# Objetivo del ejercicio
En el texto sobre Sartre, ¿qué mito poético contemporáneo inventó Sartre para la novela, igual que Camus?

# Texto de la página
•••

Verdades nada universales

  Las opiniones absurdas de muchos intelectuales estúpidos provienen de haber entendido como absolutas o universales, en la adolescencia, las verdades personales o fragmentarias de un gran hombre.

Sartre, treinta años después

  "He escrito, he vivido; no hay nada que lamentar".
Cinco años antes de morir, ya casi ciego y sintiendo que su oficio de escritor estaba destruido, Jean-Paul Sartre pronunció estas palabras, que fueron su despedida de nuestra generación, "He escrito, he vivido". Reparemos en el orden de esos verbos: escribir, vivir. Para Sartre, las palabras seguían estando en el origen de las cosas, seguían siendo el fundamento de su ser en el mundo. El hombre que las pronunció era, en definitiva, el mismo que muchos años antes nos había dicho: "Para un escritor la literatura es todo, si no es todo no vale la pena perder una hora en ella". Filósofo, hombre público, moralista, político -entendiendo que la política era para él la forma contemporánea que asume la ética-, Sartre fue antes que nada, esencialmente, un escritor. Tal vez, uno de los mayores que ha dado Francia en este siglo, que es el siglo de Proust y de Gide. Comparte con Camus la rara condición de haber inventado, para la novela, un mito poético contemporáneo: el hombre absurdo. Si Mersault representó para nosotros la extrañeza de vivir en un mundo sin sentido. Roquetin y Mathieu fueron, en ese mismo mundo, la busca de un valor desesperado y acaso inútil: la libertad.

•••

# Entradas extraídas

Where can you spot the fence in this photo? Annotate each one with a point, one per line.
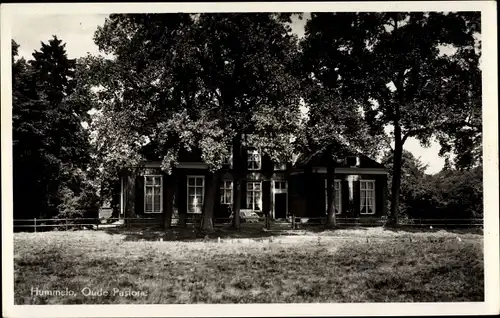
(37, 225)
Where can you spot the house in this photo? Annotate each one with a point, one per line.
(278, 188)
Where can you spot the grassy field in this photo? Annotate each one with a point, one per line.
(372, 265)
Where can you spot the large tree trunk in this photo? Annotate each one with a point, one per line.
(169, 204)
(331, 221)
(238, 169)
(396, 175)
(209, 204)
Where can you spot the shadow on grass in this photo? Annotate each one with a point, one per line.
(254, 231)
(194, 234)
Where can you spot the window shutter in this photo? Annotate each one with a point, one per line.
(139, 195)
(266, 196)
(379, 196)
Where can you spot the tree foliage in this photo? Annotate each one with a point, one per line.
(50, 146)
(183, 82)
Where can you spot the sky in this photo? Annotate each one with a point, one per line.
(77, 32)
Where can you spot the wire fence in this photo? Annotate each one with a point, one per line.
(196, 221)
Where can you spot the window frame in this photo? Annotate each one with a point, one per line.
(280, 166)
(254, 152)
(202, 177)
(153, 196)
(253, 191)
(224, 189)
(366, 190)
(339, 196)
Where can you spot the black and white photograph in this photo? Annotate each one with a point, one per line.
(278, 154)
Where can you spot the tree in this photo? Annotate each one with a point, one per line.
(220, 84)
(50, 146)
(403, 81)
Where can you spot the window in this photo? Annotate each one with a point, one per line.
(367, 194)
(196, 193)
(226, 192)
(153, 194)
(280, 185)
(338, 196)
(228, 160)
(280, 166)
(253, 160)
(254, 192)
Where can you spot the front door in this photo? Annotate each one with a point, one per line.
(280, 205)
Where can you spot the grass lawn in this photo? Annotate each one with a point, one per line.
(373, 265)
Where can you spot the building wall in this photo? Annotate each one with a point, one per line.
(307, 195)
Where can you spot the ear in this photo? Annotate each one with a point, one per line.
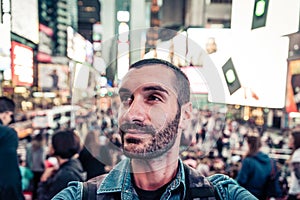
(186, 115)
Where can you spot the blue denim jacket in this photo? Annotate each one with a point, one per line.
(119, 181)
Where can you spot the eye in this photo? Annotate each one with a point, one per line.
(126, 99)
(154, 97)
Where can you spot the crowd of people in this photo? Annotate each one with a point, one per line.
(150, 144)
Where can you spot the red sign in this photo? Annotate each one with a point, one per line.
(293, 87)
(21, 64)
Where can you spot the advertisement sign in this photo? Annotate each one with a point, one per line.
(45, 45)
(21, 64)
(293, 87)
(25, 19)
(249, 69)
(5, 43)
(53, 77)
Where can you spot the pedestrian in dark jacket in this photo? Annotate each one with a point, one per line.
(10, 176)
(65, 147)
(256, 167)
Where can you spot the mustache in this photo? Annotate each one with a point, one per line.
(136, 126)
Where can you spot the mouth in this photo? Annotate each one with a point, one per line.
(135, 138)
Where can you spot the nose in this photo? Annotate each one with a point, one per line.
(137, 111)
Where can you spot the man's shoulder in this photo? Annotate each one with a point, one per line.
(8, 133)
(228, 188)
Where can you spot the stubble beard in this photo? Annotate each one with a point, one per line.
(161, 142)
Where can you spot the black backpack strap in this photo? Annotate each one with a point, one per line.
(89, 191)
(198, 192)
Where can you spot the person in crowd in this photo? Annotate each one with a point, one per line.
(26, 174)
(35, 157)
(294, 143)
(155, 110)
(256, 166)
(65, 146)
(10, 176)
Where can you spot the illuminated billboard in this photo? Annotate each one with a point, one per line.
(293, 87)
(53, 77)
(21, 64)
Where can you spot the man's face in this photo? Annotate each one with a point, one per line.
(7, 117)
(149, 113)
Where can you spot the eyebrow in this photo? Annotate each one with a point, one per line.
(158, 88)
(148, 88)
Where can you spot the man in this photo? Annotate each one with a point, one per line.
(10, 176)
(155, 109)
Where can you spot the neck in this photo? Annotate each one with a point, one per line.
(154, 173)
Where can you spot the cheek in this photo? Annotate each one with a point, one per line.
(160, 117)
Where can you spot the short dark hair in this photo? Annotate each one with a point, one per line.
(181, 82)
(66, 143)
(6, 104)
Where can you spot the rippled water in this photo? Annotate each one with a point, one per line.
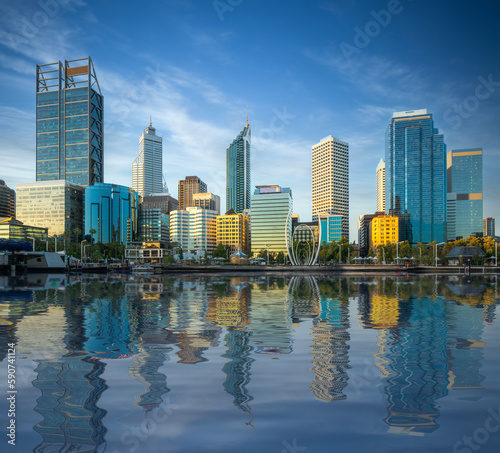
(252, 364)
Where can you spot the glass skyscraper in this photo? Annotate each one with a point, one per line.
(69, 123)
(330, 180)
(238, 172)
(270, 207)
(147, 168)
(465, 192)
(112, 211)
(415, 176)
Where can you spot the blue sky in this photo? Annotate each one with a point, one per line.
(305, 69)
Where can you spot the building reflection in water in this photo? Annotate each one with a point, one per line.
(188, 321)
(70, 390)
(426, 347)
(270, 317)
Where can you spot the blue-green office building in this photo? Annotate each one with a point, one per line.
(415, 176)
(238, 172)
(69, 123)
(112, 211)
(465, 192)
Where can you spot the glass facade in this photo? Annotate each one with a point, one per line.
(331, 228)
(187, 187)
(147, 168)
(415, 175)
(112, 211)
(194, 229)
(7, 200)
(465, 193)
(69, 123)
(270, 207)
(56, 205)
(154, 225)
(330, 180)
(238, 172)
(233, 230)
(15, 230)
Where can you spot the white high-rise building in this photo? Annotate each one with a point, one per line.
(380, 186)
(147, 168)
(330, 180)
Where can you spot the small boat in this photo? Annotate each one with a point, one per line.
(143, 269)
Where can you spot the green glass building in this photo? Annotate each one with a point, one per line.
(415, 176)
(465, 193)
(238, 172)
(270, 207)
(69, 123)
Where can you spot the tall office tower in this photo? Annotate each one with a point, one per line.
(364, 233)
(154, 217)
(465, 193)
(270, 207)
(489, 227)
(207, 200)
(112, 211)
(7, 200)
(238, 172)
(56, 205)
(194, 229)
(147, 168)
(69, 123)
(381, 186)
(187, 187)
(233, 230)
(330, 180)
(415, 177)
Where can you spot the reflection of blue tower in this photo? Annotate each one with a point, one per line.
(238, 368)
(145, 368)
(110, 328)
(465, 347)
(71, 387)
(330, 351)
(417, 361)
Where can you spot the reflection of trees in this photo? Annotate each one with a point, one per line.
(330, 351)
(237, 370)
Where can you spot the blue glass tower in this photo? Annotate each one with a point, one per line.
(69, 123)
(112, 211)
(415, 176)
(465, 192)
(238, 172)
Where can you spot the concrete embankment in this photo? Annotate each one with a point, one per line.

•••

# Respuesta del ejercicio
El hombre absurdo.